■ **Document extract**
Scenario 18 (Code Optimization) orchestrates multiple analysis scenarios for comprehensive code improvement:

Sub-Scenarios

Scenario Name Weight Contribution
S02 Security Audit 1.5 Security vulnerabilities
S05 Refactoring 1.0 Code smells, dead code
S06 Performance 1.2 Performance bottlenecks
S11 Architecture 1.1 Architecture violations
S12 Tech Debt 0.9 Technical debt items

Execution Flow

S18 Optimization Query
        │
        ├─→ S02: Security Analysis
        ├─→ S05: Refactoring Analysis
        ├─→ S06: Performance Analysis
        ├─→ S11: Architecture Analysis
        └─→ S12: Tech Debt Analysis
                │
                ▼
        Merge Findings (weighted)
                │
                ▼
        Resolve Conflicts
                │
                ▼
        Calculate Priorities
                │
                ▼
        Unified Optimization Report

Example Usage

# CLI
python -m src.cli composition run "Optimize src/core/" -o s18

# MCP
/select 18
> Analyze src/core/ for comprehensive optimization

Output

╭─────────────── Composite Optimization Results ────────────────╮
│                                                                │
│  Sub-scenarios invoked: S02, S05, S06, S11, S12                │
│  Findings before merge: 87                                     │
│  Findings after merge: 52                                      │
│  Duplicates removed: 35                                        │
│  Conflicts resolved: 3                                         │
│  Execution time: 4.2s                                          │
│                                                                │
│  Top Findings:                                                 │
│                                                                │
│  1. [Critical] SQL injection vulnerability                     │
│     Source: S02 (Security)                                     │
│     Priority Score: 0.95                                       │
│                                                                │
│  2. [High] Performance bottleneck in loop                      │
│     Source: S06 (Performance)                                  │
│     Priority Score: 0.87                                       │
│                                                                │
│  3. [High] Architecture layer violation                        │
│     Source: S11 (Architecture)                                 │
│     Priority Score: 0.82                                       │
│                                                                │
╰────────────────────────────────────────────────────────────────╯

S19 as Orchestrator

Scenario 19 (Standards Check) orchestrates compliance checking with document-driven rules:

Sub-Scenarios

Scenario Name Role Contribution
S08 Compliance Required Standard compliance rules, pattern matching
S17 File Editing Optional AST-based fix application
S18 Code Optimization Optional Optimized fix recommendations

S08 is always invoked as the core compliance engine. S17 and S18 are optionally integrated — S17 for applying fixes, S18 for optimization passes on the proposed changes.

■ **Records shown**
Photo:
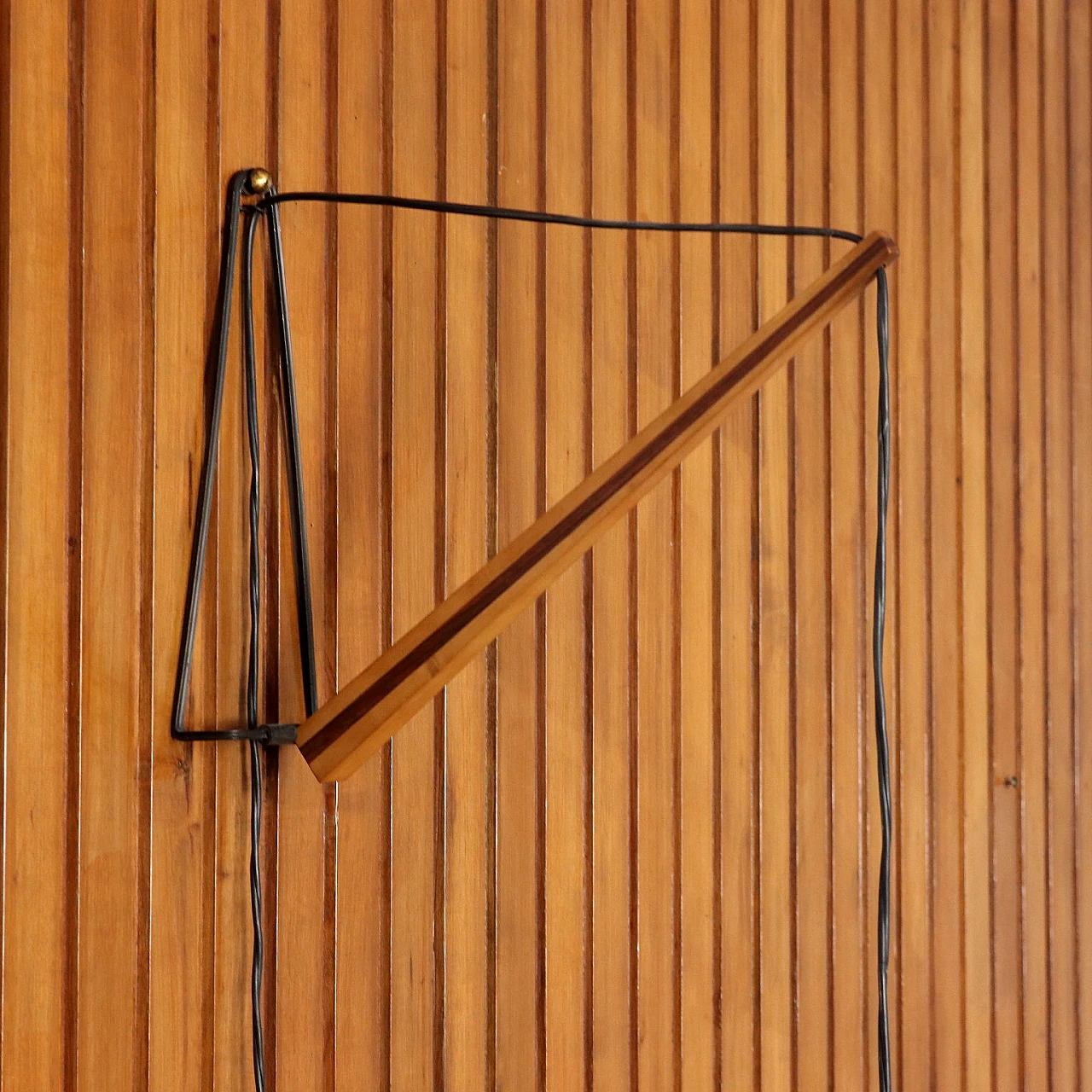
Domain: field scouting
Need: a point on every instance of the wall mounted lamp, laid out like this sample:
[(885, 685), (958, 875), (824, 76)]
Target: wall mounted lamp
[(336, 737)]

■ **Complete the following**
**1.** Quote the stretch of the orchestration text from "Execution Flow" through "Merge Findings (weighted)".
**2.** Which sub-scenarios does Scenario 18 invoke, according to the orchestration text? Give each one's code and name.
**3.** In the orchestration text, what weight does S06 Performance carry within Scenario 18?

■ **Outputs**
**1.**
Execution Flow

S18 Optimization Query
        │
        ├─→ S02: Security Analysis
        ├─→ S05: Refactoring Analysis
        ├─→ S06: Performance Analysis
        ├─→ S11: Architecture Analysis
        └─→ S12: Tech Debt Analysis
                │
                ▼
        Merge Findings (weighted)

**2.**
S02 Security Audit
S05 Refactoring
S06 Performance
S11 Architecture
S12 Tech Debt

**3.** 1.2